### [Task details]
Report each line below that contains the word "mountain", reproducing every such line in full.

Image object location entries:
════

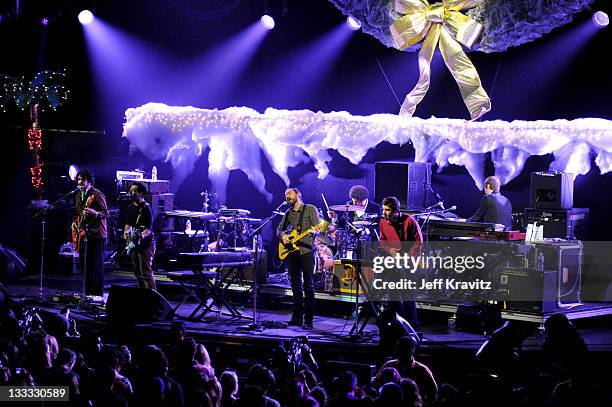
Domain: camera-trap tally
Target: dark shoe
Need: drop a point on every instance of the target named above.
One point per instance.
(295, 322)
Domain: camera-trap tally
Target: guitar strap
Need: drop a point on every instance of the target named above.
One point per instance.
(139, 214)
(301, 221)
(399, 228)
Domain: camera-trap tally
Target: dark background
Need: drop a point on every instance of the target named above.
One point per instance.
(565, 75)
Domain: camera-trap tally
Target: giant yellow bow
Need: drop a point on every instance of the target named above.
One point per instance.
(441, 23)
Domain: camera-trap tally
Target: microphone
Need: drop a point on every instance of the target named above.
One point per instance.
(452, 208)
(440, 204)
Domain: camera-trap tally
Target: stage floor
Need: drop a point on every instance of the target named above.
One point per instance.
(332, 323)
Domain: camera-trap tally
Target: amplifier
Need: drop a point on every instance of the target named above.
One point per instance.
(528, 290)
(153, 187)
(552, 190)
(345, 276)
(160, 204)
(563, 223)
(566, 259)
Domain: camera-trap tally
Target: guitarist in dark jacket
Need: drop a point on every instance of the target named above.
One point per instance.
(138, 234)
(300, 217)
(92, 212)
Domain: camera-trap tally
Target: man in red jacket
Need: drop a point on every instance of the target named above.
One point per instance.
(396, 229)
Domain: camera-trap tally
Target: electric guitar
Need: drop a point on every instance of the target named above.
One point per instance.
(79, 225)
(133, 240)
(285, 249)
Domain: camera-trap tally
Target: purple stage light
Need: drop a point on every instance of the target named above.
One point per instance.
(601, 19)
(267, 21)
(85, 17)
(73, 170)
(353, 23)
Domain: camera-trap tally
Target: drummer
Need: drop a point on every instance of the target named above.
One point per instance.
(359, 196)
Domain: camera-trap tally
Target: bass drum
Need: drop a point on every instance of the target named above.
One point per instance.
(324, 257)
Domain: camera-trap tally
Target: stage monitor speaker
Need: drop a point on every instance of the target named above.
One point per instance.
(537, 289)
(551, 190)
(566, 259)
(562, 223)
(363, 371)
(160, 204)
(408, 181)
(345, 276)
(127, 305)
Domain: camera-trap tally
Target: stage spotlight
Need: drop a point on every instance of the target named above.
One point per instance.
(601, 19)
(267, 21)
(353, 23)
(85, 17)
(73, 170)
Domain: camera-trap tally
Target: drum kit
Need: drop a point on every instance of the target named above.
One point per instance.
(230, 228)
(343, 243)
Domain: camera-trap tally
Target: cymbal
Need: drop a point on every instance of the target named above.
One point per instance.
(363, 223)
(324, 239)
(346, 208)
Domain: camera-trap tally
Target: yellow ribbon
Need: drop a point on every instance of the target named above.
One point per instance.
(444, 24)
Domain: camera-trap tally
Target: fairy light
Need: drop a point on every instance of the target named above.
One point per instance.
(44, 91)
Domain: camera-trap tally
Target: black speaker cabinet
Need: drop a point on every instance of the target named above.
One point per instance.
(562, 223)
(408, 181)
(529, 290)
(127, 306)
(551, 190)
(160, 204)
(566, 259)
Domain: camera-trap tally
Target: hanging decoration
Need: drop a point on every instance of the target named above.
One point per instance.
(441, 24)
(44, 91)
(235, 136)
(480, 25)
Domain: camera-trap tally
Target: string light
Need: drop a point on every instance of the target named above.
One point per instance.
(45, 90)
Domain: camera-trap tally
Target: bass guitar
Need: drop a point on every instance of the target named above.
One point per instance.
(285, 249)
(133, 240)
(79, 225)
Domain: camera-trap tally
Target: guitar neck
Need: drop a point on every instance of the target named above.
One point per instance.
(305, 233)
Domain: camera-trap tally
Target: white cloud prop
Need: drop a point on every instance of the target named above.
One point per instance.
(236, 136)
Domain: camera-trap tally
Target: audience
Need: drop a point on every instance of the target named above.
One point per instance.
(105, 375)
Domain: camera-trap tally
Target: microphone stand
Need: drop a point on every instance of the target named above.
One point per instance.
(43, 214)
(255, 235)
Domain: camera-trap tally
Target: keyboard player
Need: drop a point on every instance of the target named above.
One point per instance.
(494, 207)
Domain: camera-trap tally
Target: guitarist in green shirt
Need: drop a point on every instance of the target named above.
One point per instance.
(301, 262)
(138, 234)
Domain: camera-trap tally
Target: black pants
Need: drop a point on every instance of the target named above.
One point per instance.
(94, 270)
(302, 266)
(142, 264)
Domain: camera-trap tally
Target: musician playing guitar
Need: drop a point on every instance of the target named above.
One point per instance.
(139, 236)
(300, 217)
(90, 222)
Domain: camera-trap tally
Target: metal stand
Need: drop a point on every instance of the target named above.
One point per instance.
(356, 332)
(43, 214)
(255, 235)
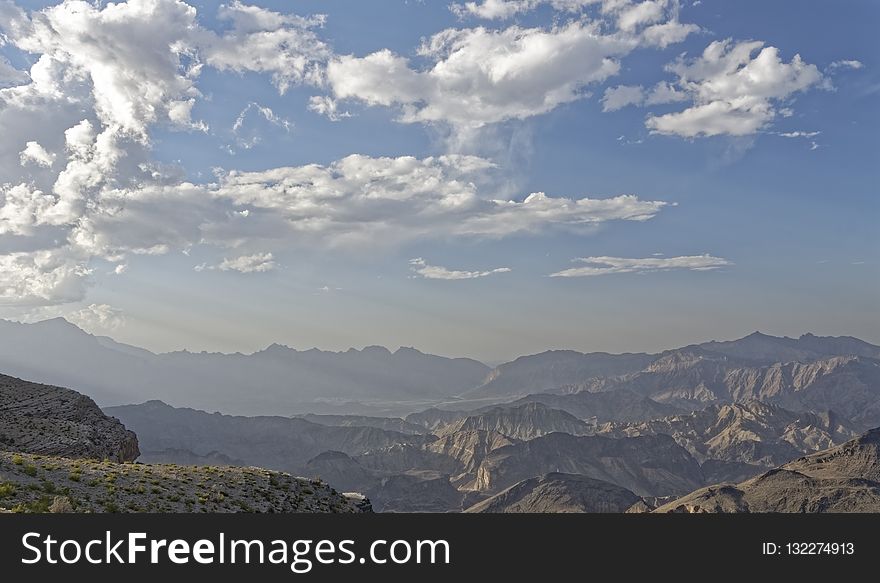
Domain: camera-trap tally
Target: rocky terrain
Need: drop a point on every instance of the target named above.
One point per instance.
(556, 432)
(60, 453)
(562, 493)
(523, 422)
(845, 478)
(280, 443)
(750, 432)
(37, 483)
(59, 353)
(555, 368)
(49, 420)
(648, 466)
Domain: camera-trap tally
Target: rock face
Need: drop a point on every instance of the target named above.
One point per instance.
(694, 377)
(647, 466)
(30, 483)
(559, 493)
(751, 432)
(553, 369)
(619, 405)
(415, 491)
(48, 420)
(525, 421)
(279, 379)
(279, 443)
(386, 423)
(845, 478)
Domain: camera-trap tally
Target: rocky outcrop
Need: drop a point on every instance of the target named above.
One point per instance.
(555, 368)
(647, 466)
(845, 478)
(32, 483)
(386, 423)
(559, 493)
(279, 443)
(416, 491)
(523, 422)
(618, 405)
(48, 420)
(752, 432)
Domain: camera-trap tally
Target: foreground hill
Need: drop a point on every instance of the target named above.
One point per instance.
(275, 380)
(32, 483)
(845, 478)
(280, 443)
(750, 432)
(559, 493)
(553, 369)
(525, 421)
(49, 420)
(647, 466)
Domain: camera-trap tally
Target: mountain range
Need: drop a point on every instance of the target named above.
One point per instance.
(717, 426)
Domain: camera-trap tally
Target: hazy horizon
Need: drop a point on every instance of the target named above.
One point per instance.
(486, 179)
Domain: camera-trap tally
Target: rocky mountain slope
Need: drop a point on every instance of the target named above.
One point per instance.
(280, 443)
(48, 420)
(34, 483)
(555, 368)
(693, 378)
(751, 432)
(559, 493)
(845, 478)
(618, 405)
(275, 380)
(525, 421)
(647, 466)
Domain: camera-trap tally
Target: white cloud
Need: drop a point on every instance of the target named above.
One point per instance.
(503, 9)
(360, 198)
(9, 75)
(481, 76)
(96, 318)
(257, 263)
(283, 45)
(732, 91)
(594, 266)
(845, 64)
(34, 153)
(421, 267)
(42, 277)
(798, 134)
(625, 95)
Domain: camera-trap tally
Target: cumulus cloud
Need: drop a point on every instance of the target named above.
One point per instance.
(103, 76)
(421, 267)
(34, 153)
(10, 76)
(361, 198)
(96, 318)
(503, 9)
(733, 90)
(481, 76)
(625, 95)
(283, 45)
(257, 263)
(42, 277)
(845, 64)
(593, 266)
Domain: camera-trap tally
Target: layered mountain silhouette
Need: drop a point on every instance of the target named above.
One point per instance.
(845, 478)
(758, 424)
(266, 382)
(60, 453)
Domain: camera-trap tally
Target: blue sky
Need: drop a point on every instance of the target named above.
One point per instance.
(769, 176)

════

### [Expected answer]
Target: mountain range
Target: rocky mountain slope
Target: layered mountain silhouette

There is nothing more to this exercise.